* **REQUIRED WORK**:
Would you set down all of the entries below exactly as they stand?

RECORDS TO USE section start

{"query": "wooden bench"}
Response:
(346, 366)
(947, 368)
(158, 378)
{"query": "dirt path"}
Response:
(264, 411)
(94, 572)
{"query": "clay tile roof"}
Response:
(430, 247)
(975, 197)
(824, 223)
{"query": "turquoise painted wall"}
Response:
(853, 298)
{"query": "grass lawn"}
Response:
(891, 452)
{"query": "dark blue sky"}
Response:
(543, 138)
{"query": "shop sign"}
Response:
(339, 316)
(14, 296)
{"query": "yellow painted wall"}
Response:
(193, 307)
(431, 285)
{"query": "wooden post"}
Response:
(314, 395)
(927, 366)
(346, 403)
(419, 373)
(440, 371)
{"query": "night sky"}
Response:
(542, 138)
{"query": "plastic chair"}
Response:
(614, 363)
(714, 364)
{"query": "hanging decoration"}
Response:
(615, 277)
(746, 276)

RECORDS TO USE section end

* **WRITTEN ANSWER**:
{"query": "wooden bench"}
Response:
(346, 366)
(947, 368)
(158, 378)
{"query": "dirt path"}
Response:
(264, 411)
(94, 572)
{"query": "clay tile roof"}
Response:
(430, 247)
(975, 197)
(824, 223)
{"query": "turquoise painted wall"}
Response:
(853, 298)
{"query": "grass lawn"}
Response:
(891, 452)
{"query": "dark blue sky"}
Response:
(543, 138)
{"query": "shop sign"}
Response:
(339, 316)
(14, 296)
{"query": "yellow painted wall"}
Response:
(193, 307)
(431, 285)
{"query": "wooden post"}
Response:
(314, 395)
(927, 366)
(346, 403)
(419, 373)
(440, 371)
{"query": "night sky"}
Response:
(542, 138)
{"query": "plastic chair"}
Response:
(614, 363)
(714, 364)
{"query": "hanging decoration"}
Response:
(615, 277)
(746, 276)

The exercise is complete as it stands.